Rewrite every line of the records below as a Markdown table with the columns "Row" and "Line", numbering the rows and leaving out blank lines. Omit the pictures.

■ EXTRACTED INFORMATION

(begin)

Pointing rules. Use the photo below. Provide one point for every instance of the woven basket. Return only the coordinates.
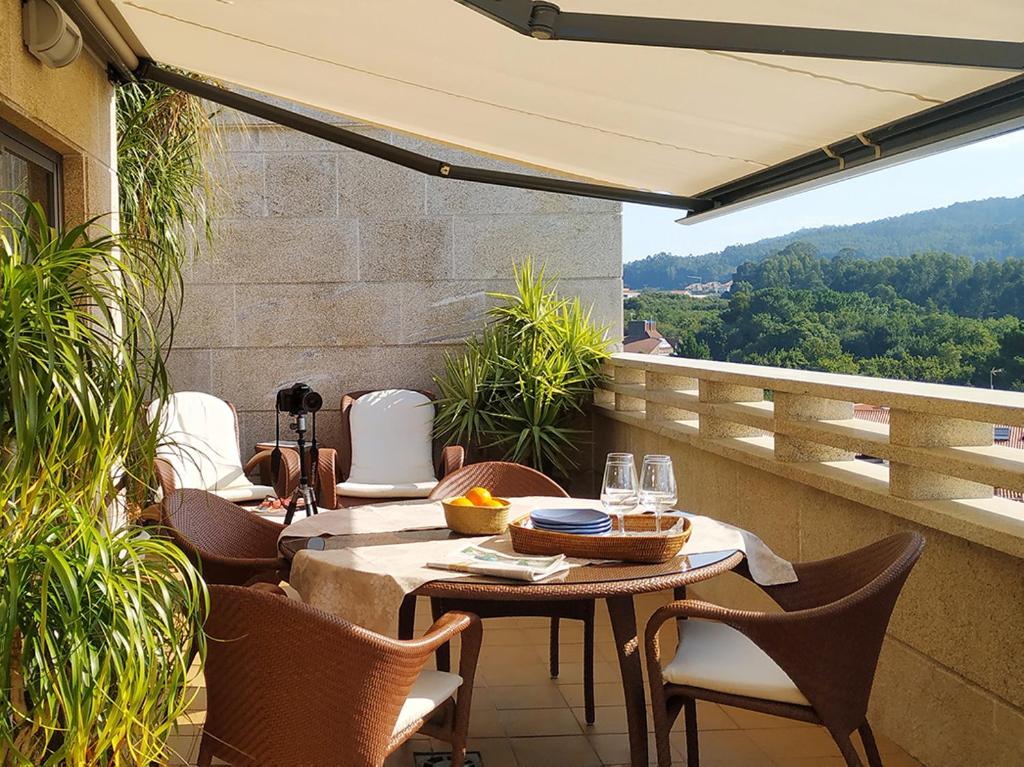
(636, 548)
(477, 520)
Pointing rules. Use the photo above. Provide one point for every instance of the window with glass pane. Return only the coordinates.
(29, 168)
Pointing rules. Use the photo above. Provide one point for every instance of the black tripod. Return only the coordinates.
(303, 491)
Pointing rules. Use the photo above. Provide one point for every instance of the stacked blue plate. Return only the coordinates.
(574, 521)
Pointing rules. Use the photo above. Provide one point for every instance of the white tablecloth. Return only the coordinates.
(367, 585)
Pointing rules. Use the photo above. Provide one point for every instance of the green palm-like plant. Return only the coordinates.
(521, 386)
(97, 622)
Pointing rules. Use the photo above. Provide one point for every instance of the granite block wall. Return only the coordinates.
(349, 272)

(end)

■ REPLY TO THE TASK
| Row | Line |
|---|---|
| 1 | Pointing rules. Use the photo below. Provide one point for every instance of the woven basket. Return only the coordinates. |
| 2 | (636, 548) |
| 3 | (477, 520) |
| 4 | Pointing rules. Use the photo above. Provide one point for every instance of the window with glass pane. Return only the coordinates. |
| 5 | (29, 168) |
| 6 | Pointing rules. Use the photo above. Provide one point for every instance of the black tripod. Return only the coordinates. |
| 7 | (303, 491) |
| 8 | Pointing rules. Use the photo above. Provide one point for every instance of the stacked blue plate. Return only the coordinates. |
| 9 | (574, 521) |
| 10 | Pointing rules. Use the photo above. Provide one point for every instance of the white tablecloth. Return only the coordinates. |
| 11 | (367, 585) |
| 12 | Pointing rules. Use the photo above. Provide one point for every instance of the green palm-like plant. Return only the coordinates. |
| 13 | (521, 386) |
| 14 | (97, 622) |
| 15 | Pointing rules. Use the photo above. Provide one point for every instance of the granite block wall. Return only the coordinates. |
| 16 | (349, 272) |